AIM OF THE EXERCISE
Every word of the data must be reproduced in your reply exactly.

DATA SUPPLIED
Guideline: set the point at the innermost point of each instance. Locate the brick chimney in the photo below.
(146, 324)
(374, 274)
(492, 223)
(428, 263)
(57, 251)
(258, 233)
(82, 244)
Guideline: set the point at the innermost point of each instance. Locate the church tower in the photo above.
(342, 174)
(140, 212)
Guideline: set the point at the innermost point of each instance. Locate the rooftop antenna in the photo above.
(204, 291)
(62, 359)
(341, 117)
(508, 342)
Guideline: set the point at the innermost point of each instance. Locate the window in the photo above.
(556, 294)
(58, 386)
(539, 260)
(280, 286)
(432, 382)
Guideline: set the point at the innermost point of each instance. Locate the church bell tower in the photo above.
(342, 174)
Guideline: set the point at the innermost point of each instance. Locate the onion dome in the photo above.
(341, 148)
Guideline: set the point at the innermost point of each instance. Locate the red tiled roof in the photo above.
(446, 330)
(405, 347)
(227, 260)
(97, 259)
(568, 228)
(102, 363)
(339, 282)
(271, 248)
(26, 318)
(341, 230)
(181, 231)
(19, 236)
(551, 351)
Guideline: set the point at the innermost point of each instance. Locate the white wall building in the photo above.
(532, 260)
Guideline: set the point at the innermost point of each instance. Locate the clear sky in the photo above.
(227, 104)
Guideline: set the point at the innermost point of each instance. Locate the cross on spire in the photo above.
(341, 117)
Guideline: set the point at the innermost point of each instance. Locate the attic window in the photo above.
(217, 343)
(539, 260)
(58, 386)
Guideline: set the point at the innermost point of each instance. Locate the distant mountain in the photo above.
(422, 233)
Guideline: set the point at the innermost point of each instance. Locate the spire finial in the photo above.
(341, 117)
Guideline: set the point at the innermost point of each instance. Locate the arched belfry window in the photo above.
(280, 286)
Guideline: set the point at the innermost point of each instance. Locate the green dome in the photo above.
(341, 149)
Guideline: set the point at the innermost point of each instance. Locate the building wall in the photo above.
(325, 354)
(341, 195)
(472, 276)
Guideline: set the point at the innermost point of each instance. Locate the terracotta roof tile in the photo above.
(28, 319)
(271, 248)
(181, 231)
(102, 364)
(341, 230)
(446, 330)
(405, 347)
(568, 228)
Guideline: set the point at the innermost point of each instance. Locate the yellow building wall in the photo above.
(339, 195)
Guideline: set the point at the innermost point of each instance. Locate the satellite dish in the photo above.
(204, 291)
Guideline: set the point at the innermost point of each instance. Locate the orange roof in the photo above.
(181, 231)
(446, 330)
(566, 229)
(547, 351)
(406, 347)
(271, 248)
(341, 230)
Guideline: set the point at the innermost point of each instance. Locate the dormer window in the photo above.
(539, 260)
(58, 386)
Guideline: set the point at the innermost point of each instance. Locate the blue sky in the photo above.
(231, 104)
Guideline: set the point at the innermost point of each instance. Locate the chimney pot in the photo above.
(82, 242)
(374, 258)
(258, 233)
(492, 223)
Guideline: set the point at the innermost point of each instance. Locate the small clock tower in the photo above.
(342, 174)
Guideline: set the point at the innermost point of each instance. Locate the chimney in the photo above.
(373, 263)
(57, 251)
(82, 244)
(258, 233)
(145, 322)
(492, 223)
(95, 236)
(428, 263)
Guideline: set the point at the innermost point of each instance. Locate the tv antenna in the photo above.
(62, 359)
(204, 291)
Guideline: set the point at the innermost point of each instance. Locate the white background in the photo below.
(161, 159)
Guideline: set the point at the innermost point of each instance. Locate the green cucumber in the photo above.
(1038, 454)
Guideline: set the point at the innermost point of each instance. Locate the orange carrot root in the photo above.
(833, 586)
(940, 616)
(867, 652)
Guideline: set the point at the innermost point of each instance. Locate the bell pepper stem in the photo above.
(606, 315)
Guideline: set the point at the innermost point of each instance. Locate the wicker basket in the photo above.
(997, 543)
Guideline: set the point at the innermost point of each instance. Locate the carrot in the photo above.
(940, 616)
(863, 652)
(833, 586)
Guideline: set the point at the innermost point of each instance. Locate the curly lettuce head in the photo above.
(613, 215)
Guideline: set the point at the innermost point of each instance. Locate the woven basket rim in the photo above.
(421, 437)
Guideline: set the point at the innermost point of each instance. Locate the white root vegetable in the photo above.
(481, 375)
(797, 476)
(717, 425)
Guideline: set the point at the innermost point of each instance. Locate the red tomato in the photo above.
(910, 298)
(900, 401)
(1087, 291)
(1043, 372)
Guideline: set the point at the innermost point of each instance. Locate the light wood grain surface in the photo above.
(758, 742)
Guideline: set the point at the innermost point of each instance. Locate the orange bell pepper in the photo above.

TASK RESULT
Guideline: set the point at the innermost point of each instance. Locate the brick chimney in the photo below.
(146, 324)
(374, 274)
(492, 223)
(428, 263)
(57, 251)
(258, 233)
(82, 244)
Guideline: set the point at the innermost point of each instance. Locate the church tower in the photo above.
(342, 174)
(140, 212)
Guideline: set the point at the innermost point of each instance. Locate the rooftop antenna in the photo above.
(204, 291)
(62, 359)
(341, 117)
(508, 342)
Guideline: set the point at the innermost point of each instance. Locate the window in the photo above.
(556, 294)
(58, 386)
(539, 260)
(280, 286)
(432, 382)
Guideline: set the point at the innermost point of each instance. Locate the church bell tower in the photo above.
(342, 174)
Guideline: set the point at the innermost point of each instance. Locate the onion dome in the photo above.
(341, 148)
Guideline: set the point at the innermost point of each instance. Locate the red tiled roof in the photo above.
(446, 330)
(405, 347)
(227, 260)
(97, 259)
(568, 228)
(102, 363)
(339, 282)
(271, 248)
(26, 318)
(341, 230)
(181, 231)
(19, 236)
(551, 351)
Guideline: set the point at the innermost point of each instance. Locate the white wall building in the photo above.
(532, 260)
Guideline: set the point at the innermost point of each instance. Locate the clear sky in the photo above.
(227, 104)
Guideline: set the point at the innermost point of each instance. Locate the cross on spire in the photo above.
(341, 117)
Guideline: set the point at the innermost point of each instance. Locate the attic window in the photo above.
(217, 343)
(539, 260)
(58, 386)
Guideline: set the point at the innermost point of each instance. Locate the distant mountain in the photo above.
(422, 233)
Guideline: set the point at the innermost point of each instance. Locate the spire finial in the photo above.
(341, 117)
Guideline: set the point at the innermost point of each instance. Locate the arched belfry window in the photo above.
(280, 286)
Guideline: set the point at the innermost point of each instance. Locate the green dome in the photo above.
(341, 149)
Guideline: set the point at the innermost point of each instance. Locate the building wall in the photo above.
(325, 354)
(341, 195)
(472, 276)
Guideline: set the point at the innermost point of each instance. Locate the terracotta roof tile in the photo above.
(28, 319)
(271, 248)
(181, 231)
(102, 364)
(341, 230)
(446, 330)
(405, 347)
(568, 228)
Guideline: set the point at the innermost point of each instance. Locate the yellow building wall in the photo above.
(339, 195)
Guideline: set the point at the innermost point of each instance. Locate the satellite dish in the photo above.
(204, 291)
Guideline: set the point at the innermost point of each instance. Locate the orange roof in the photo above.
(181, 231)
(446, 330)
(566, 229)
(547, 351)
(406, 347)
(271, 248)
(341, 230)
Guideline: set the point at the innermost point of each instance. Locate the dormer window in the photo above.
(539, 260)
(58, 386)
Guideline: set the point at the innermost point of each instance. Locate the blue sky in the photo above.
(231, 104)
Guideline: set the point at the innermost point of each instance. Locate the chimney pot in the photo above.
(82, 242)
(374, 258)
(258, 233)
(492, 223)
Guideline: set the point at the innermost point of each instance. Locate the small clock tower in the photo above.
(342, 174)
Guideline: set the point at the innermost point of each instance. Locate the chimney in the photo above.
(373, 263)
(57, 251)
(82, 244)
(258, 233)
(145, 322)
(492, 223)
(95, 236)
(428, 263)
Guideline: set the point at the innermost point of each instance. Locate the tv antenna in the photo above.
(62, 359)
(204, 291)
Guideline: set the point at the innermost point of each instance. Locate the white background in the photo below.
(161, 159)
Guideline: set the point at the innermost point of each instance. Locate the green cucumber in the photo above.
(1038, 454)
Guideline: set the point at the innermost point of each instance. Locate the orange carrot root in the photo above.
(833, 586)
(940, 616)
(867, 652)
Guideline: set the point at the innermost point of each instance. Locate the bell pepper stem in the photo above.
(606, 315)
Guideline: set the point at the innermost point of each instance. Locate the wicker basket in the photo above.
(997, 543)
Guideline: set the point at the innermost point of each instance. Locate the carrot in the photo above.
(940, 616)
(863, 652)
(833, 586)
Guideline: set the point at the innermost point of each instance. Locate the curly lettuce head in the photo above.
(613, 215)
Guideline: set the point at the innermost point of each instance. Locate the woven basket rim in the photo above.
(421, 437)
Guideline: set the point at the innermost point of each instance. Locate the white root vegetable in the photo above.
(481, 375)
(797, 476)
(717, 425)
Guideline: set the point at the innermost point of each instance. Locate the red tomato in the photo above.
(910, 298)
(900, 401)
(1087, 291)
(1043, 372)
Guideline: set the point at the innermost point of each instance. Locate the light wood grain surface in the photo above.
(758, 742)
Guideline: set the point at the innermost point of each instance. Locate the orange bell pepper in the photo above.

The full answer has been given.